--- WHAT TO DO ---
Which lines of the records contain the word "right"? Copy each one.

--- RECORDS FOR THIS TASK ---
=== Section Start ===
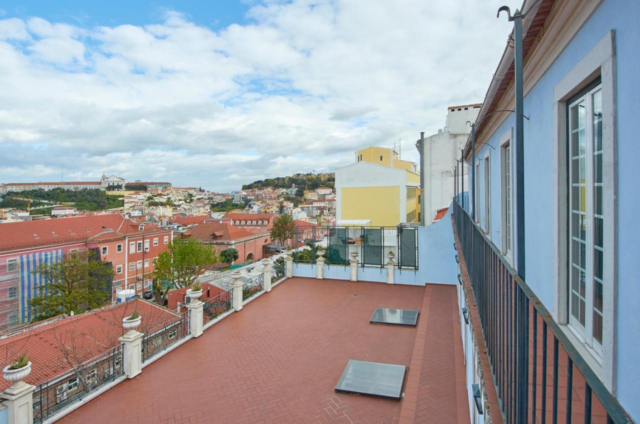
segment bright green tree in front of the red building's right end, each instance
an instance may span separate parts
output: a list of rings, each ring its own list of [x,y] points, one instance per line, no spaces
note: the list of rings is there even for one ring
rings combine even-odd
[[[210,245],[190,238],[171,241],[168,249],[154,259],[156,281],[153,291],[156,302],[162,304],[166,293],[173,287],[191,286],[207,267],[216,263],[218,255]]]

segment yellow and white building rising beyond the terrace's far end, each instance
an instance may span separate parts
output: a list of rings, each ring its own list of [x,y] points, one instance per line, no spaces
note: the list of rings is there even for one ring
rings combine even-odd
[[[420,174],[397,152],[367,147],[335,170],[337,224],[396,226],[420,222]]]

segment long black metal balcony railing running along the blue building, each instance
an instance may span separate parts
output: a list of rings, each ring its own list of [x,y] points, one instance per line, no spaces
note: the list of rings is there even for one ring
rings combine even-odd
[[[632,423],[531,288],[458,202],[456,233],[508,423]],[[477,328],[477,327],[476,327]]]

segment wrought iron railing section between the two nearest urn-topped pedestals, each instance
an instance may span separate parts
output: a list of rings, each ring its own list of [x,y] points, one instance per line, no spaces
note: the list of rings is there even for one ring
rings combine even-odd
[[[120,377],[124,372],[123,348],[123,345],[118,345],[106,355],[84,361],[71,370],[38,384],[33,391],[33,422],[42,423],[52,414]]]

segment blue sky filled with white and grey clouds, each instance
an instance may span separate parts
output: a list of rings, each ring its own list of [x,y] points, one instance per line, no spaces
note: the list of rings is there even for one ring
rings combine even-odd
[[[520,3],[3,1],[0,183],[229,191],[399,140],[417,161],[447,106],[483,100]]]

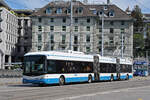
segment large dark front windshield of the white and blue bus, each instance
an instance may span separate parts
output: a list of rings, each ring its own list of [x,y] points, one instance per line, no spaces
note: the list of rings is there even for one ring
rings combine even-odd
[[[24,58],[24,75],[41,75],[45,69],[45,56],[26,56]]]

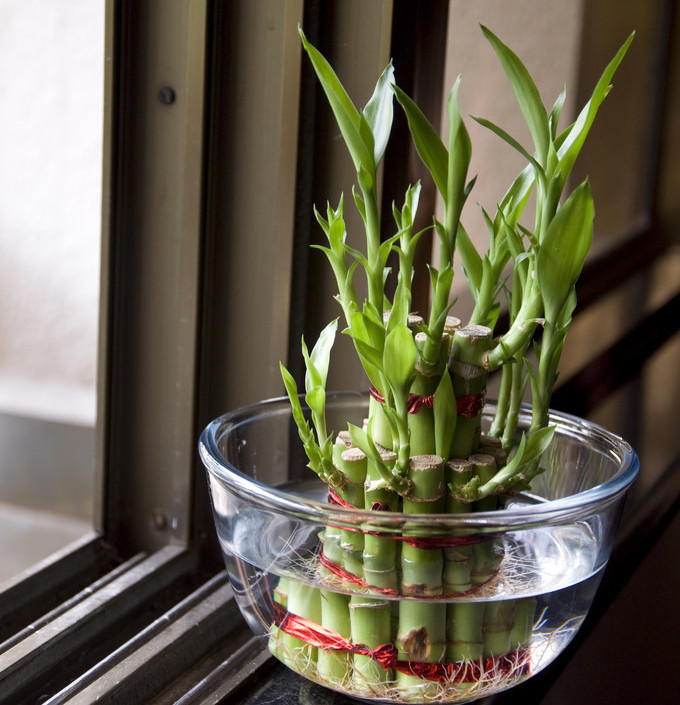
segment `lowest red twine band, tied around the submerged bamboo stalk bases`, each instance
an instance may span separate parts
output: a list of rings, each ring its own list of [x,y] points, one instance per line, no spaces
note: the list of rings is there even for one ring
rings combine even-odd
[[[328,651],[345,651],[369,656],[385,670],[394,668],[402,673],[417,676],[437,683],[465,683],[491,680],[500,675],[529,673],[529,649],[520,647],[499,657],[488,657],[479,661],[456,661],[448,663],[424,663],[404,661],[399,658],[394,644],[381,644],[370,649],[364,644],[353,644],[349,639],[306,617],[288,612],[278,602],[274,603],[274,624],[286,634],[301,639],[310,646]]]

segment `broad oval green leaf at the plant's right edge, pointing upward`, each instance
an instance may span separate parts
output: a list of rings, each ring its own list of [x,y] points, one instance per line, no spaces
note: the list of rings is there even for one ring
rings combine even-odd
[[[590,184],[578,186],[550,222],[536,258],[546,320],[555,324],[578,279],[593,239]]]

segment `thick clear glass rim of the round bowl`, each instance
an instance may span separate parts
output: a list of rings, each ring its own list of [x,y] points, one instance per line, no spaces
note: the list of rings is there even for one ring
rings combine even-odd
[[[334,400],[357,403],[367,400],[362,392],[329,392],[327,401]],[[302,399],[305,408],[304,399]],[[516,508],[505,508],[491,512],[468,512],[461,514],[413,515],[396,512],[373,512],[364,509],[342,507],[328,504],[301,495],[286,492],[277,487],[266,485],[242,473],[230,463],[219,450],[219,441],[239,426],[252,421],[255,416],[270,415],[285,410],[289,401],[286,397],[265,399],[255,404],[241,406],[222,414],[211,421],[203,430],[199,439],[199,454],[209,473],[213,474],[229,491],[241,499],[253,504],[295,515],[298,518],[316,521],[320,524],[339,523],[343,526],[359,526],[370,522],[373,526],[386,530],[399,530],[408,523],[414,528],[414,522],[422,528],[455,530],[467,527],[485,528],[486,531],[501,527],[521,528],[527,525],[553,524],[578,521],[592,514],[600,506],[608,505],[621,498],[634,481],[639,471],[639,459],[636,452],[620,436],[608,431],[594,422],[560,411],[550,411],[550,422],[559,426],[561,434],[568,434],[575,439],[590,443],[599,443],[601,451],[608,453],[618,463],[618,470],[606,482],[587,490],[553,500],[541,500],[539,503]],[[283,408],[282,408],[283,407]],[[493,413],[495,403],[487,401],[485,414]],[[520,412],[520,424],[531,418],[527,405]],[[312,473],[312,471],[309,471]]]

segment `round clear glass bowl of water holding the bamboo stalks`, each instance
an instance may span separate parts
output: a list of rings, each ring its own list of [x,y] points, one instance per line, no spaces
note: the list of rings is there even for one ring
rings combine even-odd
[[[328,427],[361,424],[368,403],[329,394]],[[493,411],[487,404],[486,423]],[[525,409],[520,431],[529,423]],[[213,421],[199,450],[252,631],[293,670],[362,700],[469,702],[538,673],[588,612],[639,467],[604,428],[561,413],[551,423],[531,492],[497,511],[404,515],[329,503],[285,398]],[[376,554],[387,569],[362,570]],[[405,592],[399,576],[416,559],[419,569],[469,575],[472,565],[484,577]]]

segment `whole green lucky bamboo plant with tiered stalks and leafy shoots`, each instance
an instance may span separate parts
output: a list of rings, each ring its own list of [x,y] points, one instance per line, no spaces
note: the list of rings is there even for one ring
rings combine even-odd
[[[473,118],[526,159],[495,212],[482,209],[489,233],[486,252],[475,248],[461,221],[475,179],[468,173],[471,141],[458,107],[460,78],[448,97],[444,141],[396,85],[391,64],[358,110],[326,59],[300,32],[356,169],[353,205],[364,225],[365,249],[347,243],[342,196],[336,207],[329,204],[315,214],[326,237],[319,249],[337,281],[344,332],[352,338],[368,379],[367,420],[362,426],[327,428],[326,380],[337,321],[323,330],[311,352],[302,341],[303,395],[283,365],[281,371],[309,467],[328,484],[329,501],[343,506],[406,515],[501,510],[508,496],[529,488],[551,442],[549,403],[594,217],[587,180],[566,197],[564,192],[633,37],[606,67],[576,120],[559,131],[565,91],[546,108],[516,54],[486,27],[482,32],[500,60],[533,140],[527,148],[502,127]],[[393,205],[394,222],[381,222],[380,217],[378,167],[395,102],[405,113],[442,204],[441,219],[433,215],[430,226],[439,256],[438,264],[429,267],[426,314],[413,312],[411,299],[415,252],[425,232],[414,226],[420,184],[409,186],[400,204]],[[533,214],[528,218],[529,203]],[[465,323],[452,315],[455,252],[475,304]],[[388,297],[392,253],[398,266],[394,294]],[[360,275],[365,277],[365,299],[355,286]],[[509,325],[499,333],[503,306]],[[495,371],[501,375],[499,398],[491,426],[482,432],[487,380]],[[518,438],[520,405],[527,395],[532,423]],[[326,649],[323,640],[279,628],[272,631],[272,649],[298,670],[314,668],[322,682],[361,682],[354,690],[359,694],[367,689],[374,693],[384,683],[402,695],[413,689],[414,699],[425,697],[423,684],[437,681],[427,674],[438,664],[463,664],[472,681],[480,659],[496,659],[499,668],[503,659],[516,665],[534,621],[531,600],[501,605],[382,599],[472,594],[493,579],[502,557],[493,541],[394,541],[329,527],[321,537],[320,570],[359,581],[364,592],[350,598],[282,580],[277,599],[289,612],[369,651],[393,645],[396,663],[407,667],[385,666],[374,653]]]

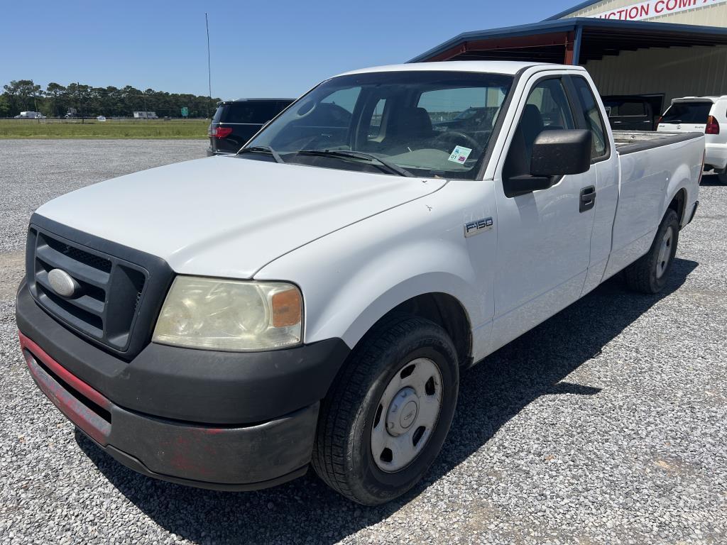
=== Section End ===
--- RESULT FOR THIS TASK ---
segment bright green tree in front of the red building's right end, each instance
segment `broad oval green leaf at the plant's right edge, pointing upward`, each instance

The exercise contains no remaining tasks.